» **DIRECTION**: Retype exactly the stretch of lines that begins at the line containing "task: segment the valley" and ends at the last line of the data, with no other lines.

» **PROVIDED ENTRIES**:
>>

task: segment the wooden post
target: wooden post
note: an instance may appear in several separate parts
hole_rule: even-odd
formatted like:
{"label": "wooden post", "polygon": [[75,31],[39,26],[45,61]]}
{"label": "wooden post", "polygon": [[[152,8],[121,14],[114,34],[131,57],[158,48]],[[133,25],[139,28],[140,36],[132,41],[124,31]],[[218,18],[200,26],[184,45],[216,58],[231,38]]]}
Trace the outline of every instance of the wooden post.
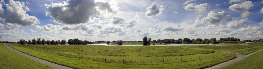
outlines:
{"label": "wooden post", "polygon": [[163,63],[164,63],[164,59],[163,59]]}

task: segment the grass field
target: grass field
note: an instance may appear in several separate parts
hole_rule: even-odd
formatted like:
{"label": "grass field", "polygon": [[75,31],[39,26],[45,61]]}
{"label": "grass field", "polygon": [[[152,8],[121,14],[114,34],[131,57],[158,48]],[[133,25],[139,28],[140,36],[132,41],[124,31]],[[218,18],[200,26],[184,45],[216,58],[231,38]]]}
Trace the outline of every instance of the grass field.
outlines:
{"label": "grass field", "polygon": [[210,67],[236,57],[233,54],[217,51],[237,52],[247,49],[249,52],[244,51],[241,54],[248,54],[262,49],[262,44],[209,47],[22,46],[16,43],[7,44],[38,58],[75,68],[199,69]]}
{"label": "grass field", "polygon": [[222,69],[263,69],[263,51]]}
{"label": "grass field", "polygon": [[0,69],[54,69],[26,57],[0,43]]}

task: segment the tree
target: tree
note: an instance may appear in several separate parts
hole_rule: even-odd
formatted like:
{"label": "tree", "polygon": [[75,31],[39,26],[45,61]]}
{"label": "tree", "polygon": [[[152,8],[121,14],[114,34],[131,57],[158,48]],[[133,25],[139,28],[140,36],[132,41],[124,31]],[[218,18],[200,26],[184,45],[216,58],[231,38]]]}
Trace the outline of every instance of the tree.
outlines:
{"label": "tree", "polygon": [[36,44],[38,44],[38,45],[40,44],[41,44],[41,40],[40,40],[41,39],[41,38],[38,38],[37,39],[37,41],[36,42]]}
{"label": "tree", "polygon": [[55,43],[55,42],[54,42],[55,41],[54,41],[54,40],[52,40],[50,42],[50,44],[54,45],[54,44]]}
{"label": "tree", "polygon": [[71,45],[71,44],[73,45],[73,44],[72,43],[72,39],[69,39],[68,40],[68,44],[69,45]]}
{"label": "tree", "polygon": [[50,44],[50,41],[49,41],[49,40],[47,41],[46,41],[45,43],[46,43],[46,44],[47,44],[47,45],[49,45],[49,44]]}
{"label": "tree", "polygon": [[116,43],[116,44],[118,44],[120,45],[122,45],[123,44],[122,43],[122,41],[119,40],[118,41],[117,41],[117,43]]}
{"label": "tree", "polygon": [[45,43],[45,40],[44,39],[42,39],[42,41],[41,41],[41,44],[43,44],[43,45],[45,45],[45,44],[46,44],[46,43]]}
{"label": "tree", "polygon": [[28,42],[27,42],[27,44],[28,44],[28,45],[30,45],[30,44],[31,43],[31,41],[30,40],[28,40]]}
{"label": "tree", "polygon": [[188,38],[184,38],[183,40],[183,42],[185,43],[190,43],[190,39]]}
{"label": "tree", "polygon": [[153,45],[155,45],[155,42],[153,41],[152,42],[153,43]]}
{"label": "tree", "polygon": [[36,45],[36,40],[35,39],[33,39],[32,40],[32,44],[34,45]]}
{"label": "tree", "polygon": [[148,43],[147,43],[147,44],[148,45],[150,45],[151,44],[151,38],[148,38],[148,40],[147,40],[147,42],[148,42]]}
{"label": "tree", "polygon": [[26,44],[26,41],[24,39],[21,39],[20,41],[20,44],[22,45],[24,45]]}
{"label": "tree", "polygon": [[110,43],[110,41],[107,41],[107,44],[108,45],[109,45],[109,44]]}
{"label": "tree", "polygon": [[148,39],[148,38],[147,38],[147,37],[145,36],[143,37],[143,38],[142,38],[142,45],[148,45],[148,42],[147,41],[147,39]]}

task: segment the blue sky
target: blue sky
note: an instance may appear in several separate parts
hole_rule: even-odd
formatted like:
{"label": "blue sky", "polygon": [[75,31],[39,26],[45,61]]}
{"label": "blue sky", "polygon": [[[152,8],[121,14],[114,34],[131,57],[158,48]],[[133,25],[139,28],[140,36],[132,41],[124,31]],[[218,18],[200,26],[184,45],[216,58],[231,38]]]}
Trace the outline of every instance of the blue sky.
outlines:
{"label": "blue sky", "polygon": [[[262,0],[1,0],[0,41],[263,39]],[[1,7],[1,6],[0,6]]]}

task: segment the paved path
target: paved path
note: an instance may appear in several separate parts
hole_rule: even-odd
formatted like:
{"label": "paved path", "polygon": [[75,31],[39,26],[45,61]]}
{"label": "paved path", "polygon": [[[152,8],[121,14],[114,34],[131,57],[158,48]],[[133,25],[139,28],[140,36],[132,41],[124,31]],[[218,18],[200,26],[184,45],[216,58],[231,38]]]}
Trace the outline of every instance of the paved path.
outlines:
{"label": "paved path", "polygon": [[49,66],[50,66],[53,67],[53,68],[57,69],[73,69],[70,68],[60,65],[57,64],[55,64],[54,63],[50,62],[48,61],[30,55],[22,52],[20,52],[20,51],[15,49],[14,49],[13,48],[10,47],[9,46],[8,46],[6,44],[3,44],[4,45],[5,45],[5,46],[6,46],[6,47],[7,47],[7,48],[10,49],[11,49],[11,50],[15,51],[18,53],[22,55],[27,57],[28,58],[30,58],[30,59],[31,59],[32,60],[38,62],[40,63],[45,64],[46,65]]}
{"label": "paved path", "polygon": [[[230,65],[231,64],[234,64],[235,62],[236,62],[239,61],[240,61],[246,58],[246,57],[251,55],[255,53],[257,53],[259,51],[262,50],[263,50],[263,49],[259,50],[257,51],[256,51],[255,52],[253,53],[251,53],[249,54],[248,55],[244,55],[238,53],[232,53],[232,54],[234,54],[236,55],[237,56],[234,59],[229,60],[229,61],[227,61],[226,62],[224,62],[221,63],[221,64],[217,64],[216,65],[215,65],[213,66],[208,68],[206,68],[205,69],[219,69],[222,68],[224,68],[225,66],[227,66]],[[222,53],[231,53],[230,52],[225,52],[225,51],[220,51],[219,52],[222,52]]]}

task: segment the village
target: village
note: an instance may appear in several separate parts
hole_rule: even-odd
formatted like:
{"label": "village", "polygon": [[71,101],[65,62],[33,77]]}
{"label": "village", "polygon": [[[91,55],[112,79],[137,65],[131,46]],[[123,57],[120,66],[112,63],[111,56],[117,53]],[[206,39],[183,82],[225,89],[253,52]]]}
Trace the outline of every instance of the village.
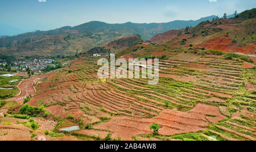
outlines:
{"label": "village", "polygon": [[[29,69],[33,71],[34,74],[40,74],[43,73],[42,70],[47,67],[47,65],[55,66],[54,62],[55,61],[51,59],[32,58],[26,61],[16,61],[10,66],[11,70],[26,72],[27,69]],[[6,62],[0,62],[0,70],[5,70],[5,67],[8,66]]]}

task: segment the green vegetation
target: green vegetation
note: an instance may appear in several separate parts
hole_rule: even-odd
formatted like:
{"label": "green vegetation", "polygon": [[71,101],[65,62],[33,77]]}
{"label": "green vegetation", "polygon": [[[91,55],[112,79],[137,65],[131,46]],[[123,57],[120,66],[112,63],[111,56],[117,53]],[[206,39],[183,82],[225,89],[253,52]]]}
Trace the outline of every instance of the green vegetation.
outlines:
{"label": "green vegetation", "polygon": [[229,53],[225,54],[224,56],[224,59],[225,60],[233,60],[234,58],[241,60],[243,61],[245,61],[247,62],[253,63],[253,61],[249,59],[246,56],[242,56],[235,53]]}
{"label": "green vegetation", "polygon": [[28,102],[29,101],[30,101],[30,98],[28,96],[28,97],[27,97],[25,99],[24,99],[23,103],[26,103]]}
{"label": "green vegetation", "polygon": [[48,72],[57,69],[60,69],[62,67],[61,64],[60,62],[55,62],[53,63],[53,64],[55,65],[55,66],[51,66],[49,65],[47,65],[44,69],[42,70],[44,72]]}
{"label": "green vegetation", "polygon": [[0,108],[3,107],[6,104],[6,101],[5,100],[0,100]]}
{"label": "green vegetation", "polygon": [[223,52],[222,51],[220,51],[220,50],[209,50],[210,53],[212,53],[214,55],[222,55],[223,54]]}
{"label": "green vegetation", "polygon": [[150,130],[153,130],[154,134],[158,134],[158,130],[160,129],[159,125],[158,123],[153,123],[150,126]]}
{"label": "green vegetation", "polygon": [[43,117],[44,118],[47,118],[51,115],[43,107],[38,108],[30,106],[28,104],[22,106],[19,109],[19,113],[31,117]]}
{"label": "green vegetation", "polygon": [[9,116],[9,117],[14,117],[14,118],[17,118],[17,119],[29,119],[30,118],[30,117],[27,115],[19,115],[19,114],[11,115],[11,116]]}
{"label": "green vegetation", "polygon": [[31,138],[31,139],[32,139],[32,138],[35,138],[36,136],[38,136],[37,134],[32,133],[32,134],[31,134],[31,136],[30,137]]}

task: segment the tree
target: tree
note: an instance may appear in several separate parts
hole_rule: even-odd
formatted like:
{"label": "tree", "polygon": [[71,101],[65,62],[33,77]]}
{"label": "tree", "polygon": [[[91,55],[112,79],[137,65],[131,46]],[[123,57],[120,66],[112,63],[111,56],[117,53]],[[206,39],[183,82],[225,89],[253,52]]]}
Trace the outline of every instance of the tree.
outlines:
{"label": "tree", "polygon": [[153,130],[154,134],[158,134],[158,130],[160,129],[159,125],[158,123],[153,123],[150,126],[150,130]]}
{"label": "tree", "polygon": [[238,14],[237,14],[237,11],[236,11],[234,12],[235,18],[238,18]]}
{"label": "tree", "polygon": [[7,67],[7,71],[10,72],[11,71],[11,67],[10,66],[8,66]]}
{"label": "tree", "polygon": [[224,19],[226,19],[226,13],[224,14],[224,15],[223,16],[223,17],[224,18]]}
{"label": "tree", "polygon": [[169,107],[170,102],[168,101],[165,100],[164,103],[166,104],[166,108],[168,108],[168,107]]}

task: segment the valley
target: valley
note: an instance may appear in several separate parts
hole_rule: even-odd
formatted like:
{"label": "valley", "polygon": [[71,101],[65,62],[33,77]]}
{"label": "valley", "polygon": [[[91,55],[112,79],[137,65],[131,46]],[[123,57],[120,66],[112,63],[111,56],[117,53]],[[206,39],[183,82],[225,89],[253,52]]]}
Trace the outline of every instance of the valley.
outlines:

<<

» **WRITTEN REPLY**:
task: segment the valley
target: valley
note: an instance may appear in several separate parts
hole_rule: even-odd
formatted like:
{"label": "valley", "polygon": [[71,101],[65,62],[33,77]]}
{"label": "valley", "polygon": [[[91,55],[112,79],[137,65],[131,46]],[[123,57],[120,66],[112,63],[111,56],[117,53]],[[206,39],[183,82],[225,89],[253,52]]]}
Trace the outline of every instance of the valley.
outlines:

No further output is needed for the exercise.